Work to be completed:
Each record must come back unchanged in your answer, stripped of its images.

Material shown:
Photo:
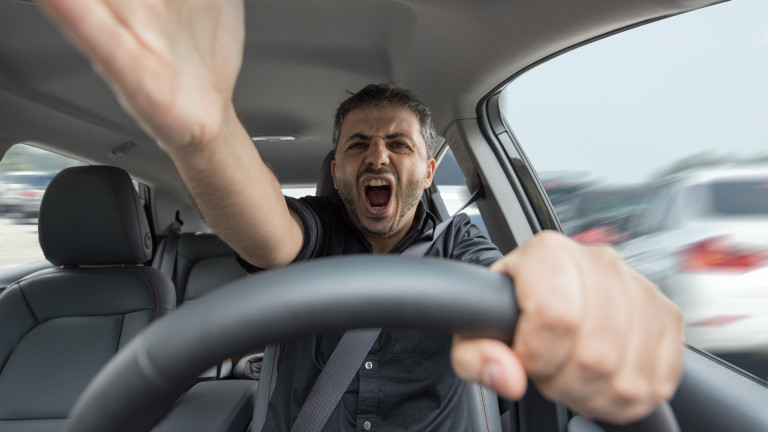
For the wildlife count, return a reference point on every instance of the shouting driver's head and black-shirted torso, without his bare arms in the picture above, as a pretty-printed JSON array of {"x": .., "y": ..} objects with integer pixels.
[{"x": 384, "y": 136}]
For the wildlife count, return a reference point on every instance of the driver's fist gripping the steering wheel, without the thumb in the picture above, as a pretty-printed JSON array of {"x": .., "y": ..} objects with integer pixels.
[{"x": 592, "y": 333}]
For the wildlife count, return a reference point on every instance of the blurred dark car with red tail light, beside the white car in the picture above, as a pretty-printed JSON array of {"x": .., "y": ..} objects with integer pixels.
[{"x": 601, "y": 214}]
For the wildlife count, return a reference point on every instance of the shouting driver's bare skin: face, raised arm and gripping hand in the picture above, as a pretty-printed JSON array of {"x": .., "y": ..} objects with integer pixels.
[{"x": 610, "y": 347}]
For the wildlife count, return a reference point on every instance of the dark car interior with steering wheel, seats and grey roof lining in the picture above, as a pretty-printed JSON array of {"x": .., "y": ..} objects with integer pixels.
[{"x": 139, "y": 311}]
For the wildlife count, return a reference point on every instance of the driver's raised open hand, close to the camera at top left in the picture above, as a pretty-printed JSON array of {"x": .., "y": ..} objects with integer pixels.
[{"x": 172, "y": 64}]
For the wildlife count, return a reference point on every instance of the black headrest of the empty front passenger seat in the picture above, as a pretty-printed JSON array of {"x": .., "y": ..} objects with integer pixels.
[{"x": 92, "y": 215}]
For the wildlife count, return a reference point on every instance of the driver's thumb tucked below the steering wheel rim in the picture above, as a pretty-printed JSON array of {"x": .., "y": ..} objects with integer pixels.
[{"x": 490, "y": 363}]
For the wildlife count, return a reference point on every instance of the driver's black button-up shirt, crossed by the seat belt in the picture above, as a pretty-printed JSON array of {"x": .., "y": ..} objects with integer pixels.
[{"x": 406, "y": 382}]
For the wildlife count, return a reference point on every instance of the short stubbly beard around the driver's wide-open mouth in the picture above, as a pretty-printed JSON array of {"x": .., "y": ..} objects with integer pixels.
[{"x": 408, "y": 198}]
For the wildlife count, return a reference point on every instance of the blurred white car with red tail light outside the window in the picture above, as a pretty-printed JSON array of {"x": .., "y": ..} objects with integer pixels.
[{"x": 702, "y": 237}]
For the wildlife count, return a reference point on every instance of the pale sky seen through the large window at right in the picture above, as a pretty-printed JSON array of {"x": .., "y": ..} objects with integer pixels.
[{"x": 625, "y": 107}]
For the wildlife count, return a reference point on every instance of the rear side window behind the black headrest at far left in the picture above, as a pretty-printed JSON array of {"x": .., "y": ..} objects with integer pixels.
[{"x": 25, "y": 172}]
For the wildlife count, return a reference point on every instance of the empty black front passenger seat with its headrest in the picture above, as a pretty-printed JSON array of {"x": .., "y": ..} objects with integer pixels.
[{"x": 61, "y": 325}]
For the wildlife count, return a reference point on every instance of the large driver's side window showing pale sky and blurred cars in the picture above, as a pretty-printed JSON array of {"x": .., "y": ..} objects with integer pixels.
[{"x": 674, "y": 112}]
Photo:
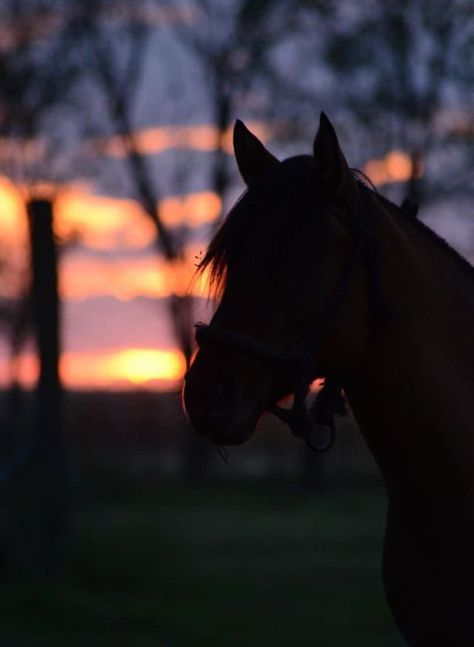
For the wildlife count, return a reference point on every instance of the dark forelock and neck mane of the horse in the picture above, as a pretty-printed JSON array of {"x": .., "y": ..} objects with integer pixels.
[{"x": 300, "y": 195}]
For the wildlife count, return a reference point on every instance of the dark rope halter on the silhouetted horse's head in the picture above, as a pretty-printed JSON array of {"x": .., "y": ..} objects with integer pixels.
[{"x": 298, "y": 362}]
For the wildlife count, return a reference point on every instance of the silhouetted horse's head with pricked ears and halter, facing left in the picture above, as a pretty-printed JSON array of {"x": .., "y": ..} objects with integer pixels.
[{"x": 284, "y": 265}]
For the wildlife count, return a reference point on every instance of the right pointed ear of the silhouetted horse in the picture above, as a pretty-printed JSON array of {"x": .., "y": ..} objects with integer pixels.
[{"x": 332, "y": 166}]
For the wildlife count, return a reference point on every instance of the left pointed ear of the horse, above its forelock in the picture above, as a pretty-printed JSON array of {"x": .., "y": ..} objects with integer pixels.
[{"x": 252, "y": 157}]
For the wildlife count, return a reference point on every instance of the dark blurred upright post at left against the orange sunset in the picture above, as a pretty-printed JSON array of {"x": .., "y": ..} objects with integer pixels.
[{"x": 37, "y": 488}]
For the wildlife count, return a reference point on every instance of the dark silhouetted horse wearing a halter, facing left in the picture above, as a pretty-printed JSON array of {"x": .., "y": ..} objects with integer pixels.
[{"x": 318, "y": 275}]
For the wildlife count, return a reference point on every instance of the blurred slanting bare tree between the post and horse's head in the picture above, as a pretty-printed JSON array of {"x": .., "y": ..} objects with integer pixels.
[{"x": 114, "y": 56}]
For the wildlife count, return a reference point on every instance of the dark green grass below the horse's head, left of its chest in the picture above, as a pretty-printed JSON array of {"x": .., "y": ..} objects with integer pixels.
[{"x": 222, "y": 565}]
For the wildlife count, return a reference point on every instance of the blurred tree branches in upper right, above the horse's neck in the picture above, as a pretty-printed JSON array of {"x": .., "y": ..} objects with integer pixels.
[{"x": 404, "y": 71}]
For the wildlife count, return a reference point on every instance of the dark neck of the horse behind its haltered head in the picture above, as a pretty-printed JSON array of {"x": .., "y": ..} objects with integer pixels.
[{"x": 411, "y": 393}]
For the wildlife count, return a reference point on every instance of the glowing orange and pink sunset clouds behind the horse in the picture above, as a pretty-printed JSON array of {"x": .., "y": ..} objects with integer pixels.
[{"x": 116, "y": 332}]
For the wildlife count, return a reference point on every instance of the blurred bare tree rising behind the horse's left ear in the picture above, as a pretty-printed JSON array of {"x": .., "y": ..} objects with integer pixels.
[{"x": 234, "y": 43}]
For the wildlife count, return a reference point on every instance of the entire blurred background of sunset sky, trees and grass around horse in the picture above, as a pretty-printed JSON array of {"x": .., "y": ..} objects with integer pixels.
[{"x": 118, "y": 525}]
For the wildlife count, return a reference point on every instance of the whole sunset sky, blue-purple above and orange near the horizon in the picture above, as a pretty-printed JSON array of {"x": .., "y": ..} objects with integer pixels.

Reply to the task:
Photo:
For the wildlife count, return a reference point on every instance of the shouting driver's head and black-shirted torso, without his bare arms in the picture above, as a pretty-printed JSON array of {"x": .., "y": ..} objects with integer pixels.
[{"x": 384, "y": 136}]
For the wildlife count, return a reference point on every instance of the driver's fist gripping the steering wheel, without the thumb in the picture above, as a pretty-printed JSON array of {"x": .., "y": ..} objects with integer pixels.
[{"x": 592, "y": 333}]
For the wildlife count, return a reference point on every instance of the blurred dark car with red tail light, beside the white car in the picture above, as a pretty-printed JSON array of {"x": .., "y": ..} objects with integer pixels.
[{"x": 601, "y": 214}]
For the wildlife count, return a reference point on every instance of the shouting driver's bare skin: face, raised arm and gripping hand in the picture above, as a pretty-printed JSON array of {"x": .., "y": ..} objects with integer pixels.
[{"x": 610, "y": 347}]
For the wildlife count, return a reference point on every instance of the dark car interior with steering wheel, seats and grey roof lining in the picture above, as a pretty-printed JSON array of {"x": .., "y": ..} objects with integer pixels.
[{"x": 139, "y": 311}]
For the wildlife count, return a reference point on every instance of the driver's raised open hand, close to the camera at top left in the picture above, as a pretty-printed JSON array of {"x": .., "y": ..} objects with integer pixels.
[{"x": 172, "y": 64}]
For the wildlife count, return a reference point on every instance of the black headrest of the empty front passenger seat in the picture above, as a pretty-printed JSON array of {"x": .., "y": ..} objects with integer pixels.
[{"x": 92, "y": 215}]
For the wildlife count, return a reference point on every instance of the driver's thumb tucked below the steering wheel rim in the picture above, as a pretty-printed JSON array of {"x": .., "y": ..} objects with integer pixels.
[{"x": 490, "y": 363}]
For the wildlife count, return a reference point on every instance of the driver's black button-up shirt, crossed by the seat belt in the picture above, as a pretty-printed JSON array of {"x": .., "y": ..} objects with integer pixels.
[{"x": 406, "y": 382}]
For the wildlife count, return a reference point on every instance of the short stubbly beard around the driver's wide-open mouth in the picture above, as a pretty-printed JSON array of {"x": .., "y": ..} objects with integer pixels.
[{"x": 408, "y": 198}]
For the wildlife count, return a reference point on every instance of the blurred white car with red tail light outside the window in the picture above, as a pretty-printed JSON array of {"x": .., "y": ..} objects with integer pixels.
[{"x": 702, "y": 237}]
For the wildlife count, return a reference point on every instance of the pale sky seen through the large window at right in the picture above, as a pretty-printed JSON array of {"x": .., "y": ..} objects with integer pixels.
[{"x": 625, "y": 107}]
For the wildlife count, return a reference point on every instance of the rear side window behind the black headrest at far left in the picture above, as a pretty-printed JSON array of {"x": .., "y": ..} objects with integer pixels.
[{"x": 25, "y": 172}]
For the wildlife count, return a reference point on every instance of the empty black front passenger seat with its headrest in the picture above, as a pretty-printed JSON array of {"x": .., "y": ..} objects with integer pixels.
[{"x": 61, "y": 325}]
For the wildlife count, return a reference point on every instance of the large driver's side window showing pale sky and blurred cars in the picture above, as a pretty-printed JSON array of {"x": .., "y": ..} objects with integer pixels.
[{"x": 674, "y": 112}]
Photo:
For the wildlife count, return a reference point on every instance of the dark forelock and neck mane of the horse in the picture above, as a pretty-printed JSON array of {"x": .., "y": ..} objects with integer pixels.
[{"x": 300, "y": 195}]
For the wildlife count, return a reference point on every instance of the dark rope halter on the silhouetted horse's head in the picture above, as a pretty-printed JSON array of {"x": .., "y": ..} objects with integer pixels.
[{"x": 298, "y": 362}]
For the wildlife count, return a reference point on every instance of the silhouetted horse's head with pricked ears and halter, facing left in the picture above, as a pretty-printed JSON array of {"x": .., "y": ..} objects with integer pixels.
[{"x": 284, "y": 265}]
For the wildlife count, return a reference point on every instance of the right pointed ear of the silhouetted horse in the picture above, as a pretty-printed JSON array of {"x": .., "y": ..} objects with integer pixels.
[{"x": 332, "y": 166}]
For the wildlife count, return a reference point on every instance of the left pointed ear of the horse, above its forelock in the picture above, as a pretty-printed JSON array of {"x": .., "y": ..} objects with integer pixels.
[{"x": 252, "y": 157}]
For the wildlife count, return a reference point on every instance of the dark blurred upright post at left against the orange sunset in the picture above, as a pretty-printed JSON array of {"x": .., "y": ..} objects with integer pixels.
[{"x": 37, "y": 488}]
For the wildlife count, return a reference point on every instance of the dark silhouetted horse wearing a halter, facing left in the picture above, as a pretty-printed JSON array of {"x": .., "y": ..} objects with integer pixels.
[{"x": 318, "y": 275}]
For the wildlife count, return a reference point on every instance of the blurred slanting bare tree between the post and horse's head in the picture above, as a pretty-printed JSON array of {"x": .., "y": ..} objects with integer pixels.
[{"x": 114, "y": 56}]
For the wildlife count, return a reference point on every instance of the dark green grass below the horse's head, left of its chest in the picture above, as a pretty-printed JSON array of {"x": .., "y": ..} objects with integer pixels.
[{"x": 222, "y": 565}]
For the wildlife count, return a reference point on every instance of the blurred tree branches in upper right, above the horse's neck in the picture above, as a pretty-printed JSON array of {"x": .., "y": ..} objects with integer pixels.
[{"x": 404, "y": 71}]
For the wildlife count, return a reference point on every instance of the dark neck of the horse behind its haltered head in the picture above, as a pretty-printed JSON array of {"x": .., "y": ..} objects with integer pixels.
[{"x": 411, "y": 393}]
For the wildlife count, return a reference point on every instance of the glowing orange and pink sunset clouds behind the horse in the picture above, as a pretty-printed JSON array of {"x": .., "y": ..} objects with integer pixels.
[{"x": 116, "y": 332}]
For the wildlife count, return a reference point on every instance of the blurred bare tree rising behind the horse's left ear in the picture above, as a pretty-printed JSON array of {"x": .., "y": ..} objects with integer pixels.
[{"x": 234, "y": 43}]
For the wildlife count, return a reference point on every instance of the entire blurred background of sunset sky, trees and grass around horse in the picture above, as a pretty-printed JSON array of {"x": .., "y": ..} objects with integer pixels.
[{"x": 118, "y": 525}]
For the wildlife count, return a reference point on every instance of the whole sunset sky, blue-purple above and orange near the horizon in the picture above, as a pretty-printed JSON array of {"x": .., "y": ..} objects with integer pixels.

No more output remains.